- _Your assignment_:
Output verbatim the line with "Query: concrete sidewalk" together with every line beneath it, ending at the last line of the entries.

(Data excerpts)

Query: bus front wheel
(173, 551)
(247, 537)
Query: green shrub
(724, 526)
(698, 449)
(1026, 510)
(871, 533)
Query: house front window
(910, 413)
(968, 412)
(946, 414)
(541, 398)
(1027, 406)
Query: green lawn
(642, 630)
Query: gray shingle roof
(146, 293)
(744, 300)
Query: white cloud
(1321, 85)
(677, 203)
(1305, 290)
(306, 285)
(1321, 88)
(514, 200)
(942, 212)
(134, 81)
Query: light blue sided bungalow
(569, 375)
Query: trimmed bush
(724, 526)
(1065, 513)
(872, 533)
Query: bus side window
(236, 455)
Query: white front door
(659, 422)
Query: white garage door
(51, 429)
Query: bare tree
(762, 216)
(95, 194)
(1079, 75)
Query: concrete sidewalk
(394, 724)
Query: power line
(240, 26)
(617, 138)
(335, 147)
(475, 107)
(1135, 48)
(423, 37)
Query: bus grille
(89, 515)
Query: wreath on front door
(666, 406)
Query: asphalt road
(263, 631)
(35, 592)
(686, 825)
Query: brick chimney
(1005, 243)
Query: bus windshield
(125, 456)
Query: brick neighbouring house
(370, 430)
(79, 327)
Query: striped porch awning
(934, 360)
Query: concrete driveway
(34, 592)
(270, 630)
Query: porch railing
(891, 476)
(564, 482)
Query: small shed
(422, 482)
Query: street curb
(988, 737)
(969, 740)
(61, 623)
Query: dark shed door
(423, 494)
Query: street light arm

- _Worked solution_:
Query: concrete sidewalk
(394, 724)
Query: power line
(240, 26)
(617, 138)
(335, 147)
(475, 107)
(1135, 48)
(423, 37)
Query: bus grille
(89, 515)
Query: wreath on front door
(666, 406)
Query: asphalt road
(263, 631)
(35, 592)
(686, 825)
Query: brick chimney
(1005, 243)
Query: bus windshield
(125, 456)
Query: brick neighbouring house
(370, 430)
(79, 327)
Query: striped porch awning
(934, 360)
Query: concrete driveway
(34, 592)
(270, 630)
Query: porch railing
(891, 476)
(564, 482)
Query: small shed
(422, 482)
Query: street curb
(988, 737)
(969, 740)
(61, 623)
Query: dark shed door
(423, 494)
Query: street light arm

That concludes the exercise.